■ Written exercise ■
Reproduce all of the records below, switching every "instance" to "occurrence" and leaving everything else unchanged.

■ Data for this task ■
----

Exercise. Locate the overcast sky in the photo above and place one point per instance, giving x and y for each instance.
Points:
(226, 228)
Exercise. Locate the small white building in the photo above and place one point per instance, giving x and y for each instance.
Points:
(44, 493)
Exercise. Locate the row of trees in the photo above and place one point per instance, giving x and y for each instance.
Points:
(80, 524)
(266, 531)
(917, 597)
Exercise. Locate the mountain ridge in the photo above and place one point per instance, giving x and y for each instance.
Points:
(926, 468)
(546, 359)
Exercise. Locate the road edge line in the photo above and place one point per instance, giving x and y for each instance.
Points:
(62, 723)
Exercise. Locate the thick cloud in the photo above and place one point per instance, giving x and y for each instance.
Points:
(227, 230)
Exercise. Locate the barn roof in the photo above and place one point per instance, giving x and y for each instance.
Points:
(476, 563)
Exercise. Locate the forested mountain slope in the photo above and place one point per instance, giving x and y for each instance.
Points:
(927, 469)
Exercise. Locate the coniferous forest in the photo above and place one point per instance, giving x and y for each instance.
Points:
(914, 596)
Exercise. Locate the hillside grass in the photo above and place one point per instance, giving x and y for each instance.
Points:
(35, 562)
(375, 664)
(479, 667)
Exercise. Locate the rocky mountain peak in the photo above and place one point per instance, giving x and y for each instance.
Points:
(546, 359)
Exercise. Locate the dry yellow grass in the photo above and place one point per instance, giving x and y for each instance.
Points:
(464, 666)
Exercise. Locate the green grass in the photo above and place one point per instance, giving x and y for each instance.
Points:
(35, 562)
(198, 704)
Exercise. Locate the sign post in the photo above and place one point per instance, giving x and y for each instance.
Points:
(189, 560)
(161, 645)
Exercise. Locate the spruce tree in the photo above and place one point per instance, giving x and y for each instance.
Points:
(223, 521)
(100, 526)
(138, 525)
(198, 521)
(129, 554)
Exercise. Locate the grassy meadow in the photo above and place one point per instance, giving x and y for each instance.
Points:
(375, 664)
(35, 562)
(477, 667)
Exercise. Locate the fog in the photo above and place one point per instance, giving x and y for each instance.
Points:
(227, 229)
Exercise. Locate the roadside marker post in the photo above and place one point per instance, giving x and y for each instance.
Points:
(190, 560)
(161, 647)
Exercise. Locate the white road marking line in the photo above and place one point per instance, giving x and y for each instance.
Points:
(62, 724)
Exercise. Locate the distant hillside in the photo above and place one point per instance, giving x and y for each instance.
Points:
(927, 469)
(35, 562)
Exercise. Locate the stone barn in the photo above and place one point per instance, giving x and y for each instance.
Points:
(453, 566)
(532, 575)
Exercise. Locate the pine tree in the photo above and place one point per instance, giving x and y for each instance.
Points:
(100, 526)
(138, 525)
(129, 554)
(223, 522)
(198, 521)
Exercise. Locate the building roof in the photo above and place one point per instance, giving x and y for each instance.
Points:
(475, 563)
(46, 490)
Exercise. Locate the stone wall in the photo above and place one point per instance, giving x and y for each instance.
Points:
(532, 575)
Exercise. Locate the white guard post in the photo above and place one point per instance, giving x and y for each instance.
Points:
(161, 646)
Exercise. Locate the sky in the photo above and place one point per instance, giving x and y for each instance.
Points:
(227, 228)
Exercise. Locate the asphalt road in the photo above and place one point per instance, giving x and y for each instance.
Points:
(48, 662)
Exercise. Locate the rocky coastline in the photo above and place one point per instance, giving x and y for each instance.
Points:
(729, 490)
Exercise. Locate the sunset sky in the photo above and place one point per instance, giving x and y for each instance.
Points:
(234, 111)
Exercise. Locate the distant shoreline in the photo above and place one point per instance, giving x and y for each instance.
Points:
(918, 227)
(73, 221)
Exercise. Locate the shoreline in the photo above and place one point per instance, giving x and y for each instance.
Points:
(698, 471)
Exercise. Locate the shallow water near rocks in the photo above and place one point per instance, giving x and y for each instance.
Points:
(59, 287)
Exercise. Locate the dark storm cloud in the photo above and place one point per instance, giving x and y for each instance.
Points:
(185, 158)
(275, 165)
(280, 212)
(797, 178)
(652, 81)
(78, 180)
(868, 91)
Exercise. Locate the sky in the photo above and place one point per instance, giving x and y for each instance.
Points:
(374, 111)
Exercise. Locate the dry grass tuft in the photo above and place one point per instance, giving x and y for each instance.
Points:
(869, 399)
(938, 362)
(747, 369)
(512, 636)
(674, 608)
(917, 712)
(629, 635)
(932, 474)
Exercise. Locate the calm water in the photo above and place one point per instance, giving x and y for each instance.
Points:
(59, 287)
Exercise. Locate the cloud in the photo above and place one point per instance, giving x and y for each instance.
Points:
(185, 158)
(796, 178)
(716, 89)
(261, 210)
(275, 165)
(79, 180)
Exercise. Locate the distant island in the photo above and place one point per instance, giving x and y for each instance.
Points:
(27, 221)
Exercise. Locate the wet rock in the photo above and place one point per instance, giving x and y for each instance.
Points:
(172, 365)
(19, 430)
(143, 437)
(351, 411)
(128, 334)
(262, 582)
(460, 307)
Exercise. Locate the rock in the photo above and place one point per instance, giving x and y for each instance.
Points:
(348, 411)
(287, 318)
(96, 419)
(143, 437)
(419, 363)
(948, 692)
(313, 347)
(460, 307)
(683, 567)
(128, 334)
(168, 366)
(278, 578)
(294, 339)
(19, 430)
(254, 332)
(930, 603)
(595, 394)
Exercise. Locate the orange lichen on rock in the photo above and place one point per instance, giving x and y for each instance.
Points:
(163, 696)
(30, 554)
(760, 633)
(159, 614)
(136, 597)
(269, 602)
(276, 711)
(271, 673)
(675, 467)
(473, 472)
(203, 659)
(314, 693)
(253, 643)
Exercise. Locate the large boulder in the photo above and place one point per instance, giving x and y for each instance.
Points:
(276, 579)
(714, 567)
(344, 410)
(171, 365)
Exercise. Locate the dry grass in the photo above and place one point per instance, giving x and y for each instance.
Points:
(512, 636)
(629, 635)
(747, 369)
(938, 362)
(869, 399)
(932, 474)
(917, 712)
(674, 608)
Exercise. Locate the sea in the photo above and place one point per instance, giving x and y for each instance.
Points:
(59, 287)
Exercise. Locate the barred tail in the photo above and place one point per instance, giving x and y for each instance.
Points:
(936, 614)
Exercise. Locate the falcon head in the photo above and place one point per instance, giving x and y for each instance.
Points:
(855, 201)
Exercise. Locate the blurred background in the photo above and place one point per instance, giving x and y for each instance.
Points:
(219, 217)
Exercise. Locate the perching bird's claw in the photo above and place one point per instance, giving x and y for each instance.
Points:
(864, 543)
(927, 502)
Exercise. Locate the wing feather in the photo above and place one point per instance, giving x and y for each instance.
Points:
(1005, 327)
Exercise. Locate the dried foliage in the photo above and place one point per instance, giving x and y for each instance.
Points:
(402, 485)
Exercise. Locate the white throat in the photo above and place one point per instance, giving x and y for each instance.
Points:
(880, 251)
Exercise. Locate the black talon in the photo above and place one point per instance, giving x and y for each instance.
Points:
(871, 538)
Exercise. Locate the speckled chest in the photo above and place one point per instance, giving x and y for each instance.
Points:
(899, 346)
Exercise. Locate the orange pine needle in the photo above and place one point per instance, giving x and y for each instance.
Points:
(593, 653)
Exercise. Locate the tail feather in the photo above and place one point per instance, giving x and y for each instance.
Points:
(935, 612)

----

■ Reply ■
Exercise. Locate the overcast sky in the photo above and place one point per occurrence, giving x and y for each occurrence.
Points:
(226, 228)
Exercise. Locate the small white building in the photo above and place one point per occurrence, giving x and y for each occurrence.
Points:
(44, 493)
Exercise. Locate the row of trees in the photo above and place one point per occurrence, giving x and y for each occurrence.
Points:
(80, 524)
(266, 531)
(917, 597)
Exercise. Locate the mountain ridge in the photo above and place one point per occurrence, giving x and y for each occurrence.
Points:
(926, 468)
(546, 359)
Exercise. Locate the road edge line in the photo above and place one point per occurrence, giving x and y for each occurrence.
Points:
(62, 723)
Exercise. Locate the thick cloud in the photo above and place one point per occurrence, giving x and y for each occurrence.
Points:
(227, 230)
Exercise. Locate the barn roof in the photo above and place one point per occurrence, giving x and y for each occurrence.
Points:
(476, 563)
Exercise. Locate the forested mountain slope in the photo above and place one point per occurrence, giving x and y for each occurrence.
Points:
(927, 469)
Exercise. Locate the coniferous forest in the photo above and place one point per occurrence, giving x and y for each occurrence.
Points:
(914, 596)
Exercise. Locate the hillside grass in the photo above and place one point per occurrence, giving x and y for each occurrence.
Points:
(35, 562)
(375, 664)
(479, 667)
Exercise. Locate the rocky mountain peak in the photo above and place one point per occurrence, giving x and y for each occurrence.
Points:
(546, 359)
Exercise. Locate the dry yellow grass in the photo above and place one point per occurrence, giving x and y for each occurrence.
Points:
(464, 666)
Exercise. Locate the green grass in the photo above and place one point per occurrence, giving x and y for each occurrence.
Points:
(35, 562)
(198, 704)
Exercise. Locate the sign post in the photo above and place one point per occurrence, giving x and y for each occurrence.
Points:
(189, 560)
(161, 645)
Exercise. Locate the spruce tree in the photo above and place one point per occurrence, giving x and y for each occurrence.
Points:
(223, 521)
(100, 526)
(138, 525)
(198, 521)
(129, 554)
Exercise. Locate the grassy meadow in the photo above and place one point per occurrence, giving x and y for each occurrence.
Points:
(375, 664)
(35, 562)
(477, 667)
Exercise. Locate the fog in the photo above and place one point per occurrence, giving x and y for each occurrence.
Points:
(227, 229)
Exercise. Locate the roadside marker post in the photo above and place one point per occurrence, giving x and y for each occurrence.
Points:
(190, 560)
(161, 647)
Exercise. Locate the white road marking line in the photo above and place one point per occurrence, giving x and y for each occurrence.
Points:
(62, 724)
Exercise. Locate the distant hillside in the photo above and place one point per occurrence, giving x and y for each occurrence.
Points:
(927, 469)
(35, 562)
Exercise. Locate the stone barn in the photo above and place one point per occurrence, giving x and y for each occurrence.
Points:
(453, 566)
(532, 575)
Exercise. Locate the pine tree in the photo above and place one point per occurrence, giving x and y for each occurrence.
Points:
(100, 526)
(138, 525)
(129, 554)
(223, 522)
(198, 521)
Exercise. Locate the building roof in the photo above and place one point per occurrence, giving x and y for each occurrence.
Points:
(475, 563)
(46, 490)
Exercise. Locate the stone wall in the photo above and place one point per occurrence, giving x and y for each occurrence.
Points:
(532, 575)
Exercise. Locate the white guard post in the photo above and place one point per occurrence, giving x and y for each occurrence.
Points:
(161, 646)
Exercise. Locate the sky in the photo above and place one point per occurrence, giving x and y for each occurrence.
Points:
(227, 228)
Exercise. Locate the asphalt road in the photo above and place one point per occurrence, giving x and y for each occurrence.
Points:
(48, 662)
Exercise. Locate the rocky coastline in the photo above and place one point per occurrence, giving x and y for each occurrence.
Points:
(729, 490)
Exercise. Locate the sunset sky in the photo above and place one point per occurrence, giving x and y for each occurrence.
Points:
(234, 111)
Exercise. Locate the distant shoreline in the photo above and place one point per occurrence, giving x and y for each occurrence.
Points:
(918, 227)
(73, 221)
Exercise. Locate the shoreline in the photo above and place one point per occurrence, giving x and y for each occurrence.
Points:
(698, 471)
Exercise. Locate the shallow water near rocks in the photo above and place one point per occurrence, giving x and y for each occurrence.
Points:
(59, 287)
Exercise. Locate the dark storm cloud in the photo above and place one point per occurrence, giving x and y for each occurrence.
Points:
(185, 158)
(275, 165)
(280, 212)
(797, 178)
(652, 81)
(78, 180)
(868, 91)
Exercise. Locate the sky in the photo above and place one point per occurrence, giving x and y for each occurrence.
Points:
(374, 111)
Exercise. Locate the dry grass tuft in the photo above and place one point per occurrence, giving x and y for each occurrence.
Points:
(869, 399)
(938, 362)
(747, 369)
(512, 636)
(674, 608)
(917, 712)
(629, 635)
(932, 474)
Exercise. Locate the calm water in the photo above and place one point per occurrence, giving x and y for each occurrence.
Points:
(59, 287)
Exercise. Locate the cloud in the photo above and place one point per occurrence, giving x and y for each occurrence.
Points:
(185, 158)
(796, 178)
(716, 89)
(261, 210)
(275, 165)
(79, 180)
Exercise. Locate the distant island in the photo above and place one point per occurrence, giving x and y for each occurrence.
Points:
(27, 221)
Exercise. Locate the wet rock in the photo above and place one point per occurrence, giving x and y for each occurrence.
Points:
(172, 365)
(19, 430)
(143, 437)
(351, 411)
(128, 334)
(262, 582)
(460, 307)
Exercise. Locate the rock in the photo above and place one point per occurrence, giving x and y for each occurrence.
Points:
(348, 411)
(287, 318)
(96, 419)
(143, 437)
(419, 363)
(948, 692)
(313, 347)
(460, 307)
(683, 567)
(128, 334)
(168, 366)
(278, 578)
(294, 339)
(19, 430)
(254, 332)
(930, 603)
(595, 394)
Exercise. Locate the orange lichen on rock in the photo above and place one point per occurrence, giving x and y for each occurrence.
Points:
(163, 696)
(30, 554)
(760, 633)
(159, 614)
(136, 597)
(269, 602)
(276, 711)
(271, 673)
(675, 467)
(473, 472)
(203, 659)
(314, 693)
(253, 643)
Exercise. Locate the large boulder in the photo above and place one point per occurrence, giving x and y for each occurrence.
Points:
(276, 579)
(714, 567)
(344, 410)
(171, 365)
Exercise. Locate the dry grass in the photo above and place one point per occurrence, giving x and y for each occurrence.
Points:
(512, 636)
(629, 635)
(747, 369)
(938, 362)
(869, 399)
(932, 474)
(917, 712)
(674, 608)
Exercise. Locate the sea in the photo above and place one point per occurrence, giving x and y for each occurrence.
Points:
(59, 287)
Exercise. Locate the barred tail in the photo above and place one point per occurrence, giving x and y for each occurrence.
Points:
(936, 614)
Exercise. Locate the falcon head in the photo above and place one point per occurrence, giving x and y for each occurrence.
Points:
(855, 201)
Exercise. Locate the blurred background in the photo above and place one point per occurrence, giving x and y for each occurrence.
Points:
(219, 217)
Exercise. Locate the perching bird's claw in the photo above and place one point per occurrence, giving x and y for each occurrence.
Points:
(864, 543)
(927, 502)
Exercise. Locate the wing feather in the photo above and place one point per occurrence, giving x and y for each occurrence.
Points:
(1005, 327)
Exercise. Locate the dried foliage in the photo above and place one point per occurrence, giving x and y for each occurrence.
Points:
(402, 485)
Exercise. Locate the white throat in the photo above and place one point per occurrence, giving x and y for each occurrence.
Points:
(880, 251)
Exercise. Locate the black talon in the photo above and place one point per occurrence, giving x and y for each occurrence.
Points:
(871, 538)
Exercise. Locate the speckled chest in the photo above and place one point per occurrence, giving x and y for each occurrence.
Points:
(899, 346)
Exercise. Locate the orange pine needle in the photo above and place one point per occurrence, giving x and y for each occurrence.
Points:
(593, 653)
Exercise. Locate the tail feather in the photo above and place one point per occurrence, giving x and y for each occurrence.
Points:
(935, 612)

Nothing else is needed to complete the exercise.